**TO BE DONE**
Output every one of the rows below verbatim, leaving out the pictures.

**DATA TO PROCESS**
-----

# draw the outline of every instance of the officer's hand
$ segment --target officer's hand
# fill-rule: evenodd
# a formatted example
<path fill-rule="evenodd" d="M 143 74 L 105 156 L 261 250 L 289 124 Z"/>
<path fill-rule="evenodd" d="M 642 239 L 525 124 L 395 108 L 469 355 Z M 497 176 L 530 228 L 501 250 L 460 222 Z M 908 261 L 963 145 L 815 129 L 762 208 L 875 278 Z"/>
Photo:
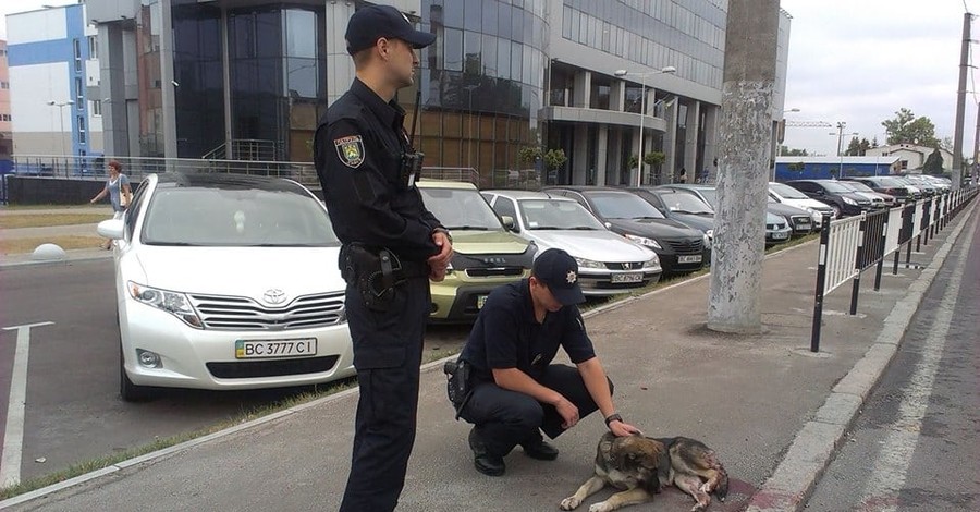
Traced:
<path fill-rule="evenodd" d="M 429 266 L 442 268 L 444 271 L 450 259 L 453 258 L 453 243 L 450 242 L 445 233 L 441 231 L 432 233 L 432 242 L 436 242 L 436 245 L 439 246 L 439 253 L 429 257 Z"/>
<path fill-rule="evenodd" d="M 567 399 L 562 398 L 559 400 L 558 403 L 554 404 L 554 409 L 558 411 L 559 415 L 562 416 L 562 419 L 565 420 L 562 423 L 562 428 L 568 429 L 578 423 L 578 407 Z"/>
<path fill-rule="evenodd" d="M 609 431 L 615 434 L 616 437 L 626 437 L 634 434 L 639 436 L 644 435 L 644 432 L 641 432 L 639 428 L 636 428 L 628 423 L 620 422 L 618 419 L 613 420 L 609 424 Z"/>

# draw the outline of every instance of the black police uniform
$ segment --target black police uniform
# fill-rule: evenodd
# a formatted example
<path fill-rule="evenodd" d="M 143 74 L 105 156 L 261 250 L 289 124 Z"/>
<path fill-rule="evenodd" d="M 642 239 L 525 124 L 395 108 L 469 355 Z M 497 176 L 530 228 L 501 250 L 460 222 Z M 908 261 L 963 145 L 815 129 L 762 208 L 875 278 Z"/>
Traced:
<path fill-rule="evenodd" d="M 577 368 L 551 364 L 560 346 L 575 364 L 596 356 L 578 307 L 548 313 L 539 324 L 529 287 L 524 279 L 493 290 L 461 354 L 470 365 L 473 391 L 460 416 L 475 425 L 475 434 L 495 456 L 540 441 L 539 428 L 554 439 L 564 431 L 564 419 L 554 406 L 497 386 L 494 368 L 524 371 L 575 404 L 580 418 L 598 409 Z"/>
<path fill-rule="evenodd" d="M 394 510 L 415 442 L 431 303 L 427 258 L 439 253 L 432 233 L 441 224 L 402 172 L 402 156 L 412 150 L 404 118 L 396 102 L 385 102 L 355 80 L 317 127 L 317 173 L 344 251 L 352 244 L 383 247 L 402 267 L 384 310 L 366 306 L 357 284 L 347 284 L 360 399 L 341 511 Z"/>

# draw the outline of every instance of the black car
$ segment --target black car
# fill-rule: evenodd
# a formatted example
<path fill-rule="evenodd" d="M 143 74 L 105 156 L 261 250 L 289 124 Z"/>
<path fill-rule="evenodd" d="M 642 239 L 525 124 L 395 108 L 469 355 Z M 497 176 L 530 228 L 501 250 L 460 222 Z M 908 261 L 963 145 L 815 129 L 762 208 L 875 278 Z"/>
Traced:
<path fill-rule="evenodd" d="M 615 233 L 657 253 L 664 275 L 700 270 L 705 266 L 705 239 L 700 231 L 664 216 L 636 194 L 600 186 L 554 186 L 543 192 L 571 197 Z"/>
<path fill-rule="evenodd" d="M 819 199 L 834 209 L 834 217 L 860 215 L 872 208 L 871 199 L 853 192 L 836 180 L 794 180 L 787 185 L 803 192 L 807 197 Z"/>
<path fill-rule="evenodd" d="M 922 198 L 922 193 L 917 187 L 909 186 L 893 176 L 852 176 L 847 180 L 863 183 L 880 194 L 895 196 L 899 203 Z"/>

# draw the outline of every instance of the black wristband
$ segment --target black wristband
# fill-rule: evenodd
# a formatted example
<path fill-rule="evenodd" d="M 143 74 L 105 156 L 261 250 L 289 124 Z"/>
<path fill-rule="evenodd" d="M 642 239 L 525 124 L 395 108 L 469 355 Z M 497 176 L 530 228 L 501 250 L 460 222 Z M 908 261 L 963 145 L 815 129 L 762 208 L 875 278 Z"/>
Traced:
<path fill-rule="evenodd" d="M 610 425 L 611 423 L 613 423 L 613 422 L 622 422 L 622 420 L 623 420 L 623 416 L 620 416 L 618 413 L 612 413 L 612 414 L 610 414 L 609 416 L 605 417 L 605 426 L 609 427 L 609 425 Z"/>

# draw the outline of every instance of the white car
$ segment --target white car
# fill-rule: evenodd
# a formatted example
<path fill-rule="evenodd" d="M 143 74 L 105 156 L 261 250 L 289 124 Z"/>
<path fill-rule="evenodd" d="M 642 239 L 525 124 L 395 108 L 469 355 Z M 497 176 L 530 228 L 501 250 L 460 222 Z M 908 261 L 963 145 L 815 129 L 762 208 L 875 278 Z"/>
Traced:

-----

**EXERCISE RESULT**
# draw the outline of every instance of the officer's hand
$ segment --target officer's hand
# fill-rule: evenodd
# a formatted example
<path fill-rule="evenodd" d="M 143 74 L 105 156 L 261 250 L 289 124 Z"/>
<path fill-rule="evenodd" d="M 642 239 L 525 124 L 395 108 L 469 355 Z M 497 176 L 530 228 L 501 250 L 460 222 Z M 908 261 L 963 145 L 815 129 L 762 208 L 875 278 Z"/>
Photo:
Traced:
<path fill-rule="evenodd" d="M 429 266 L 442 268 L 444 271 L 450 259 L 453 258 L 453 243 L 450 242 L 445 233 L 441 231 L 432 233 L 432 242 L 436 242 L 436 245 L 439 246 L 439 253 L 429 257 Z"/>
<path fill-rule="evenodd" d="M 567 399 L 562 398 L 559 400 L 558 403 L 554 404 L 554 409 L 558 411 L 559 415 L 562 416 L 562 419 L 565 420 L 562 423 L 562 428 L 568 429 L 578 423 L 578 407 Z"/>
<path fill-rule="evenodd" d="M 609 431 L 615 434 L 616 437 L 626 437 L 634 434 L 639 436 L 644 435 L 644 432 L 641 432 L 639 428 L 636 428 L 628 423 L 620 422 L 618 419 L 613 420 L 609 424 Z"/>

# draw the outline of every instance of the black police uniform
$ segment --target black police uniform
# fill-rule: evenodd
# a formatted example
<path fill-rule="evenodd" d="M 143 74 L 105 156 L 261 250 L 289 124 Z"/>
<path fill-rule="evenodd" d="M 642 239 L 525 124 L 395 108 L 469 355 Z M 497 176 L 530 228 L 501 250 L 460 222 Z M 908 261 L 963 145 L 815 129 L 762 208 L 875 278 Z"/>
Traced:
<path fill-rule="evenodd" d="M 577 368 L 551 364 L 560 346 L 575 364 L 596 356 L 578 307 L 548 313 L 539 324 L 529 287 L 524 279 L 493 290 L 461 354 L 470 365 L 473 391 L 460 416 L 475 425 L 475 434 L 495 456 L 540 441 L 539 428 L 554 439 L 564 431 L 564 419 L 554 406 L 497 386 L 494 368 L 524 371 L 575 404 L 580 418 L 598 409 Z"/>
<path fill-rule="evenodd" d="M 394 510 L 415 442 L 431 303 L 427 258 L 439 253 L 432 233 L 441 224 L 402 172 L 402 156 L 412 150 L 404 118 L 396 102 L 385 102 L 355 80 L 317 127 L 317 173 L 344 251 L 352 244 L 383 247 L 402 267 L 384 310 L 366 306 L 357 284 L 347 284 L 360 399 L 341 511 Z"/>

# draw the outline of every instance of the black car
$ segment --target black car
# fill-rule: evenodd
# a formatted example
<path fill-rule="evenodd" d="M 143 74 L 105 156 L 261 250 L 289 124 Z"/>
<path fill-rule="evenodd" d="M 642 239 L 525 124 L 395 108 L 469 355 Z M 497 176 L 530 228 L 501 250 L 460 222 Z M 908 261 L 963 145 L 815 129 L 762 208 L 875 278 Z"/>
Traced:
<path fill-rule="evenodd" d="M 615 233 L 657 253 L 664 275 L 700 270 L 705 266 L 705 239 L 700 231 L 664 216 L 636 194 L 600 186 L 554 186 L 543 192 L 571 197 Z"/>
<path fill-rule="evenodd" d="M 819 199 L 834 209 L 834 217 L 860 215 L 872 208 L 871 199 L 853 192 L 836 180 L 794 180 L 787 185 L 803 192 L 807 197 Z"/>
<path fill-rule="evenodd" d="M 922 198 L 922 193 L 917 187 L 909 186 L 893 176 L 852 176 L 847 180 L 863 183 L 880 194 L 895 196 L 899 203 Z"/>

# draw the outline of every instance of the black wristband
$ segment --target black wristband
# fill-rule: evenodd
# a formatted example
<path fill-rule="evenodd" d="M 143 74 L 105 156 L 261 250 L 289 124 Z"/>
<path fill-rule="evenodd" d="M 642 239 L 525 124 L 395 108 L 469 355 Z M 497 176 L 530 228 L 501 250 L 460 222 Z M 908 261 L 963 145 L 815 129 L 762 208 L 875 278 Z"/>
Traced:
<path fill-rule="evenodd" d="M 610 425 L 611 423 L 613 423 L 613 422 L 622 422 L 622 420 L 623 420 L 623 416 L 620 416 L 618 413 L 612 413 L 612 414 L 610 414 L 609 416 L 605 417 L 605 426 L 609 427 L 609 425 Z"/>

# draw the outline of every instance of the white car
$ segment --target white car
# fill-rule: evenodd
# a formatted example
<path fill-rule="evenodd" d="M 143 74 L 105 156 L 261 250 L 289 124 Z"/>
<path fill-rule="evenodd" d="M 642 239 L 525 124 L 395 108 L 469 355 Z M 497 176 L 530 228 L 501 250 L 460 222 Z M 908 261 L 963 145 L 815 129 L 762 208 L 875 278 Z"/>
Traced:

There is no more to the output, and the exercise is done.